▸ EXERCISE OBJECTIVE
Quote the records exactly, starting at the first line and stopping after the line with "written like <point>125,66</point>."; skip the pictures.

▸ Items from a dataset
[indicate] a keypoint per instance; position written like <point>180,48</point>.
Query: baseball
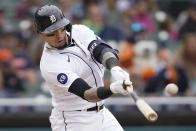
<point>171,89</point>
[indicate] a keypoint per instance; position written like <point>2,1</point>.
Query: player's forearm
<point>109,60</point>
<point>97,94</point>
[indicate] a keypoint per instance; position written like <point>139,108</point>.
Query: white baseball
<point>171,89</point>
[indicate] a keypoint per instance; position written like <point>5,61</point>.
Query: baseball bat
<point>146,110</point>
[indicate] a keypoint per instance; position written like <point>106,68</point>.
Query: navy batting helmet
<point>49,18</point>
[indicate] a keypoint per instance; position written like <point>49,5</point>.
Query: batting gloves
<point>119,74</point>
<point>123,87</point>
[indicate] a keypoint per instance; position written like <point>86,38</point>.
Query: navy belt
<point>95,108</point>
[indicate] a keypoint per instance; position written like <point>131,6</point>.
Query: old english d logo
<point>52,18</point>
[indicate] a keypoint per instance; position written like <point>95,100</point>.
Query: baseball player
<point>72,65</point>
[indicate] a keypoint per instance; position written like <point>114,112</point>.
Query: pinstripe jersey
<point>60,68</point>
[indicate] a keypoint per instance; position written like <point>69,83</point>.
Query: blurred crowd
<point>155,47</point>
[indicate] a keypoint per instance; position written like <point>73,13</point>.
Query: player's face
<point>57,38</point>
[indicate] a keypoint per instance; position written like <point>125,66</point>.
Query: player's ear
<point>68,27</point>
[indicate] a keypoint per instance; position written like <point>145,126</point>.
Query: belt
<point>95,108</point>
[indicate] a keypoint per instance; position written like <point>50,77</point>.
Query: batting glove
<point>123,87</point>
<point>119,74</point>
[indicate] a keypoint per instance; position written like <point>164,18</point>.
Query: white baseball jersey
<point>61,67</point>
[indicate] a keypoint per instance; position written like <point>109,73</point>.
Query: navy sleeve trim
<point>78,87</point>
<point>94,44</point>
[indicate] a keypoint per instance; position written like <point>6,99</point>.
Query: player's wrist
<point>104,92</point>
<point>111,63</point>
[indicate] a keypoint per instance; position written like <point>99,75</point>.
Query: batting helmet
<point>49,18</point>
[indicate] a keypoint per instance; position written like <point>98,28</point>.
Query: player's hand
<point>121,86</point>
<point>119,74</point>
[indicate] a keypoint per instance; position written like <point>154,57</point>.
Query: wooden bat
<point>146,110</point>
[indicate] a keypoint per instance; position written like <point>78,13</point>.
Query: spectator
<point>186,58</point>
<point>189,25</point>
<point>95,21</point>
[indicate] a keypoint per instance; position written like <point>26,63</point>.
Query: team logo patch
<point>52,18</point>
<point>62,78</point>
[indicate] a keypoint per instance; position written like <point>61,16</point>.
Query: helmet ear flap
<point>68,27</point>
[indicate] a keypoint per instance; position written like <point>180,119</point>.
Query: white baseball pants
<point>84,121</point>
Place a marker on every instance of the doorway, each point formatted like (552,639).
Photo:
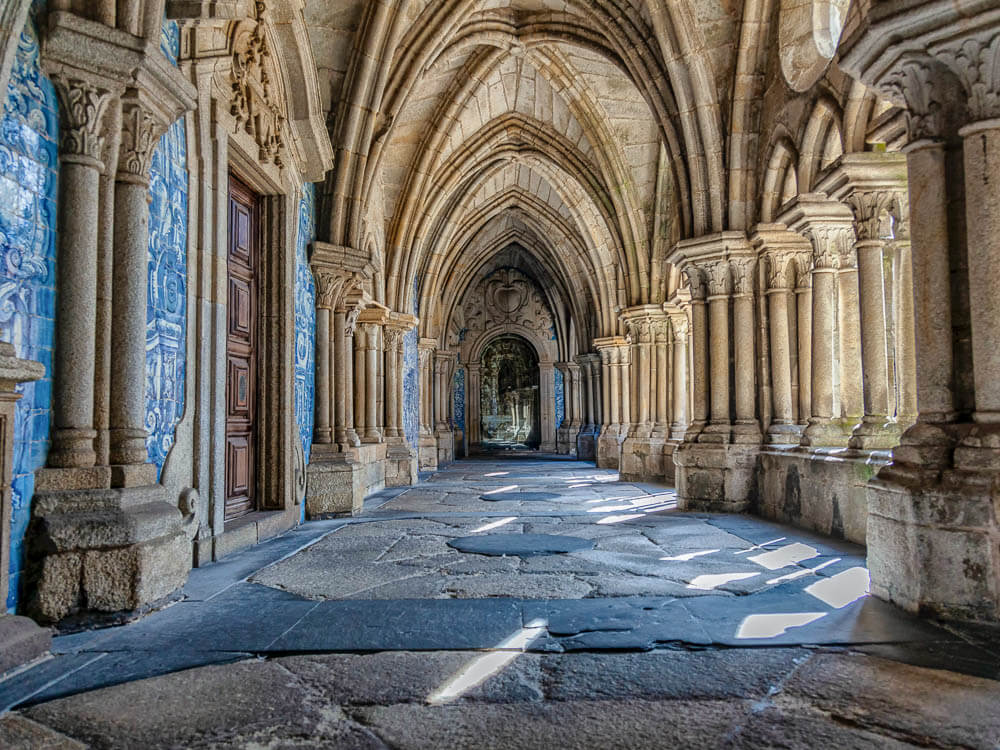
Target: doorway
(509,401)
(241,350)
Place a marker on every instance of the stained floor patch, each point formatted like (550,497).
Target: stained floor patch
(520,545)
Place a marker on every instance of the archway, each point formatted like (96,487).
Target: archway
(509,395)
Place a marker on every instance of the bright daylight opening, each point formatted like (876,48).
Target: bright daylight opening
(482,668)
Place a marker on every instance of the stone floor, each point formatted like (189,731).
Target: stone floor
(655,629)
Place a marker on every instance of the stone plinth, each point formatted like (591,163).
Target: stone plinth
(105,550)
(336,485)
(715,478)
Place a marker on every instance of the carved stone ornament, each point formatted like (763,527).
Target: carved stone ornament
(743,275)
(140,134)
(832,247)
(777,270)
(976,63)
(719,278)
(253,104)
(917,87)
(872,214)
(83,108)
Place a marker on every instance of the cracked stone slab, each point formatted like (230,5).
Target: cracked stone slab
(499,497)
(521,545)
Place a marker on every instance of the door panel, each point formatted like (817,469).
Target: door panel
(241,340)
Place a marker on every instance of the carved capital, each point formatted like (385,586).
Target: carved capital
(743,275)
(82,109)
(720,279)
(976,63)
(872,214)
(140,132)
(833,247)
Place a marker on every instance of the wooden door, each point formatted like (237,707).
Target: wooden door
(241,343)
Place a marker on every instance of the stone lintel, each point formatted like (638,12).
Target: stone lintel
(341,258)
(813,209)
(711,247)
(778,237)
(402,321)
(863,172)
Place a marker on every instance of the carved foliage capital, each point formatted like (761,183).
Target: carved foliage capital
(82,109)
(140,132)
(872,215)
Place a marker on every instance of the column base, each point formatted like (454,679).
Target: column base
(609,448)
(932,543)
(401,469)
(336,486)
(715,478)
(446,446)
(21,641)
(875,433)
(427,452)
(784,434)
(642,460)
(826,433)
(105,551)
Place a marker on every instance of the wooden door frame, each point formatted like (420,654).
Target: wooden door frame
(276,430)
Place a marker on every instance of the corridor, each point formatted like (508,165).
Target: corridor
(520,603)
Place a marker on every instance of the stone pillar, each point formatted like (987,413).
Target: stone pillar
(829,225)
(661,334)
(371,352)
(746,428)
(679,416)
(82,109)
(21,640)
(932,524)
(783,253)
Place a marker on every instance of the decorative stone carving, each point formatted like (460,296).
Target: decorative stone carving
(872,214)
(82,110)
(253,105)
(743,275)
(140,133)
(976,63)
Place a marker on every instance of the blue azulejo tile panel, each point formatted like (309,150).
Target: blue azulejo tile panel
(305,320)
(166,302)
(411,377)
(459,407)
(560,391)
(28,183)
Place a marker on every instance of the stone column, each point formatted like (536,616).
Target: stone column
(679,417)
(719,290)
(371,339)
(360,381)
(323,430)
(803,327)
(746,428)
(829,226)
(393,382)
(141,128)
(778,294)
(82,110)
(877,430)
(661,334)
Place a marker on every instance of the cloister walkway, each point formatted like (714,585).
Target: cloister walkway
(520,603)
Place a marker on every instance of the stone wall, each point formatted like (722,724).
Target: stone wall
(28,187)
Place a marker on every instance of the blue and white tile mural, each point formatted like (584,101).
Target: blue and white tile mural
(459,408)
(166,302)
(411,378)
(305,320)
(560,391)
(29,170)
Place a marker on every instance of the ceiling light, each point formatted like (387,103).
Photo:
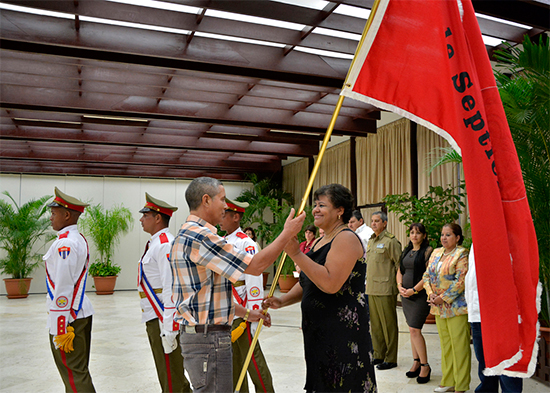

▸ REPLY TO THE EXERCISE
[indicate] a keypoint per instance; position written like <point>180,48</point>.
Query: baseball
<point>171,89</point>
[indicate] a keypoint per instance; position written like <point>2,1</point>.
Query: player's forearm
<point>109,60</point>
<point>97,94</point>
[indicate] a keypoint per instance; position written like <point>139,108</point>.
Query: white baseball
<point>171,89</point>
[indicate] a keypoint per instance; position written like <point>5,61</point>.
Query: baseball bat
<point>146,110</point>
[indicate] a keypoint per instance; position written like <point>106,68</point>.
Query: navy batting helmet
<point>49,18</point>
[indicate] a keypoint per instance; position written like <point>49,5</point>.
Query: batting gloves
<point>119,74</point>
<point>123,87</point>
[indicate] a keypoint per instance; position written like <point>86,38</point>.
Query: navy belt
<point>95,108</point>
[indicate] a keypoint per instance; position written like <point>131,6</point>.
Query: old english d logo
<point>52,18</point>
[indicate] a keypoint per instance; position written like <point>95,100</point>.
Query: baseball player
<point>72,65</point>
[indicate] a keypoint per instance; position written like <point>114,112</point>.
Query: pinstripe jersey
<point>60,68</point>
[indicate] a keypoint per instance; position written like <point>69,83</point>.
Query: blurred crowd
<point>155,47</point>
[indicate] a keypoint per instance; position written like <point>73,13</point>.
Query: player's face
<point>57,38</point>
[indicate] a keypoint per instance; position written like <point>125,66</point>.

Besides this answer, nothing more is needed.